PROVIDED ENTRIES:
== == ==

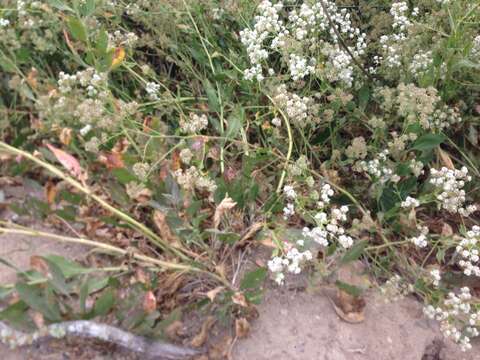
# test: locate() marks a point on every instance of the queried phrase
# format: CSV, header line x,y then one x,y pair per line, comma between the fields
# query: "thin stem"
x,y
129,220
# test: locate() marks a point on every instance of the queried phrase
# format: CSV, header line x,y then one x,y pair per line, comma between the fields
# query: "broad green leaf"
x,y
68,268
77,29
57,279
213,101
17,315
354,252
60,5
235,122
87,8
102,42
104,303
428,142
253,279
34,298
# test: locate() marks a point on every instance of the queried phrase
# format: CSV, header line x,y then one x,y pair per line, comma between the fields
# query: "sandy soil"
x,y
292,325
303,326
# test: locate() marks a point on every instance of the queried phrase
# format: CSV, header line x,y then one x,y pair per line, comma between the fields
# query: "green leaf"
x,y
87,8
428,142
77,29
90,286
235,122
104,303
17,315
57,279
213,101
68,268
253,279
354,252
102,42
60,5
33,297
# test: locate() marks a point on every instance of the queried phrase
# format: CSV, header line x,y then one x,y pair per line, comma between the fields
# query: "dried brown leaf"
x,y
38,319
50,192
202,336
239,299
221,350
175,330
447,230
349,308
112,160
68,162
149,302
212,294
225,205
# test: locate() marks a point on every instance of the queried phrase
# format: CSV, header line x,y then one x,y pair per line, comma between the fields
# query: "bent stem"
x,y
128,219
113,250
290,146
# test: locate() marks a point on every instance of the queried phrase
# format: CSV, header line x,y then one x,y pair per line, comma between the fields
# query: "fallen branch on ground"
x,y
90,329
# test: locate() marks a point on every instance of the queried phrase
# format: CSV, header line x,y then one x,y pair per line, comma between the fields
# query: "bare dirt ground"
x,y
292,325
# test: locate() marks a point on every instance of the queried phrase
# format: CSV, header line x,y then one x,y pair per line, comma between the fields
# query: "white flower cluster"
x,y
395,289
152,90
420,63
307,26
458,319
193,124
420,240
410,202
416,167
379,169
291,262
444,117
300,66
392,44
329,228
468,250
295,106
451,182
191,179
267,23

== == ==

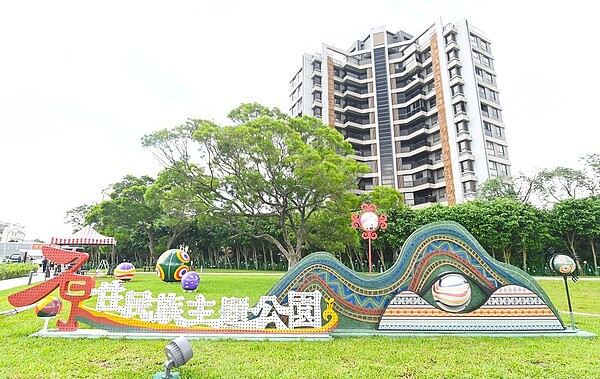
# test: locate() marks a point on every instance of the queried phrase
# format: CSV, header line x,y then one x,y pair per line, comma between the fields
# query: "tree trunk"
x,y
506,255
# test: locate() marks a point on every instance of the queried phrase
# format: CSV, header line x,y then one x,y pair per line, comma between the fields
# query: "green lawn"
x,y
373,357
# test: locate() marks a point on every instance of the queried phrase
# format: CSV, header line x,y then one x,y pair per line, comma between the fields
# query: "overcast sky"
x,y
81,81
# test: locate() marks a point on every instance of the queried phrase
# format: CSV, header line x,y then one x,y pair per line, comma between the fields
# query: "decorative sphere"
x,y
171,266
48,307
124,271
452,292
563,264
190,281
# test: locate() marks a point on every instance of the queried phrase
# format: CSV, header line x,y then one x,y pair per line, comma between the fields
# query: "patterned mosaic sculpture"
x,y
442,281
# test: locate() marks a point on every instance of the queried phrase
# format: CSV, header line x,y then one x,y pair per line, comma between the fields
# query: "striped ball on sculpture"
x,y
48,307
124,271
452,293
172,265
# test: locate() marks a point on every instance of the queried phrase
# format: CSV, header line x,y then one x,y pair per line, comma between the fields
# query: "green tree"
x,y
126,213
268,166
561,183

== == ==

EXERCISE INSTRUCTIONS:
Show each line of the listing above that contains the string "ground", copied verbatim and in its original order.

ANSWER FOR THIS EXERCISE:
# query: "fallen branch on ground"
# query: "bare dirt ground"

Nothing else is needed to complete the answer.